Exercise task:
Write out the whole listing again, exactly as given.

Data provided:
** start **
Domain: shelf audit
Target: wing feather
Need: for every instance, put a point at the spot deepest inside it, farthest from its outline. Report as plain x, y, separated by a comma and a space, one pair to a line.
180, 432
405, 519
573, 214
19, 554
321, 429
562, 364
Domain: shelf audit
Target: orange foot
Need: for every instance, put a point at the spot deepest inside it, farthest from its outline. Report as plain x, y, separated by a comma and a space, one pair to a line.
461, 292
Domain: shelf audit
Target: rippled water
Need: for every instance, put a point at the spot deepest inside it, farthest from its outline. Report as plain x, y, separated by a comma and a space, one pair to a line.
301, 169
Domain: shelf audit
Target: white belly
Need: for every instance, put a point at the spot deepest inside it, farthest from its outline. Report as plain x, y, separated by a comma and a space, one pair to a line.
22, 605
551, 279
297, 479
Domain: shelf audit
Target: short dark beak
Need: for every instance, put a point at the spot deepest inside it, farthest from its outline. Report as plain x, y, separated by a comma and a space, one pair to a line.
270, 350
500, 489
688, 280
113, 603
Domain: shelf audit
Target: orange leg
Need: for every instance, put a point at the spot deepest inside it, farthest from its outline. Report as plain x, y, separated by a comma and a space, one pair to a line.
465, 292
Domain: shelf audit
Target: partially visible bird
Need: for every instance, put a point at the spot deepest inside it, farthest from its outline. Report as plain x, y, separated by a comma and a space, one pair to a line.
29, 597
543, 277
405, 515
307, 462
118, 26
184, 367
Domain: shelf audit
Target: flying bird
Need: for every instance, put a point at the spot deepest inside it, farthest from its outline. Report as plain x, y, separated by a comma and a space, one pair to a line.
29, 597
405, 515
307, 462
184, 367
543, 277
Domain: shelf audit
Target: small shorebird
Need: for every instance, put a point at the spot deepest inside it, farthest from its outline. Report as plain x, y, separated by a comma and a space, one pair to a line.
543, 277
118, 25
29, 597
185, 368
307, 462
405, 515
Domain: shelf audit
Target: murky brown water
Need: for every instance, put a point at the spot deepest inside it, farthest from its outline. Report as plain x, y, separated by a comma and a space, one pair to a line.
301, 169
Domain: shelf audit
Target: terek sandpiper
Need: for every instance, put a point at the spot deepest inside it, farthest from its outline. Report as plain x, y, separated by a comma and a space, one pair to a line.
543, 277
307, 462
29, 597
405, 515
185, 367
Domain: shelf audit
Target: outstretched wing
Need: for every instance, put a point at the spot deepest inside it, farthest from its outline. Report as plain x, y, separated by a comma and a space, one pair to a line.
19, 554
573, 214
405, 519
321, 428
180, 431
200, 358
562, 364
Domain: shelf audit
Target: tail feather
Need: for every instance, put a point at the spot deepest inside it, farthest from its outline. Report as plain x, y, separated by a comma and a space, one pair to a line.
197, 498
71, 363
** end **
Answer for the task:
Domain: shelf audit
Target: wing feather
Need: for every instance, put a point at the spot deepest inside it, farthest from its outline. Report as plain x, y, separated by a comma and a space, one pair to a line.
180, 432
405, 519
573, 214
19, 554
321, 429
562, 364
Domain: shelf audit
Target: orange foot
Need: for every instance, put a point at the spot deepest inside it, farthest from its outline. Report as plain x, y, separated by a comma and a space, one pair to a line.
461, 292
Domain: shelf audit
Target: rippled water
Need: for every instance, put a point at the spot deepest inside it, farthest from its outline. Report as plain x, y, separated by a comma and a space, one pair to a line.
301, 169
Domain: shelf audit
Target: white belly
Need: for every instance, put a point at the spot deepest inside it, farthest from its outline. Report as plain x, y, separated by a comma and a space, one pair to a line.
22, 605
551, 279
297, 479
Domain: shelf audit
Target: short dark beak
Need: for every instance, put a point at the spot deepest inside it, farthest from its outline. Report as plain x, y, separated by a comma and a space, one pair to a line.
270, 350
500, 489
688, 280
113, 603
Domain: shelf audit
Target: orange leg
Need: for every instance, put a point at the spot deepest inside it, farthest from its outline. Report as plain x, y, separated by a comma and a space, one pair to a line.
465, 292
Domain: shelf audit
Target: partially visible bird
Need: for every instance, put a point at the spot deepest inside it, farthest from its outline. Report as plain x, y, separated by a comma and a space, one pair to a line.
29, 597
543, 277
405, 515
307, 462
118, 26
184, 367
Domain: shelf audit
Target: flying bird
Need: for every instance, put a point at the spot deepest inside it, farthest from its outline. Report as plain x, y, separated by a comma and a space, one pair to a line.
29, 597
405, 515
307, 462
184, 367
543, 277
Domain: shelf audit
Target: small shorebird
Need: for every instance, put a point at the spot deepest inside it, farthest from its outline. Report as plain x, y, separated by a comma and a space, one pair to a line.
543, 277
118, 25
29, 597
185, 368
307, 462
405, 515
Domain: shelf audit
Target: murky brown water
Need: for every instance, put a point at the spot deepest inside it, farthest from its outline. Report as plain x, y, separated by a comma and a space, one pair to a line.
301, 169
Domain: shelf audit
Target: terek sandpiper
Need: for every instance, put a point at the spot deepest inside it, farthest from its outline. Report as plain x, y, separated by a comma and a space, one pair to a line.
543, 277
307, 462
29, 597
405, 515
185, 367
Domain: shelf audit
Target: outstretched wing
Need: for every instance, put a point at the spot deepest inside it, farthest from its outline. Report as plain x, y, separated by a comma and a space, one pair to a line.
19, 554
573, 214
405, 519
321, 428
180, 431
200, 358
562, 364
Domain: shelf audit
Target: tail feather
Need: for every instance, put a point at the spot deepest inside it, farthest from its outline. Report as plain x, y, separated by a comma and a space, one pair to a line.
197, 498
71, 363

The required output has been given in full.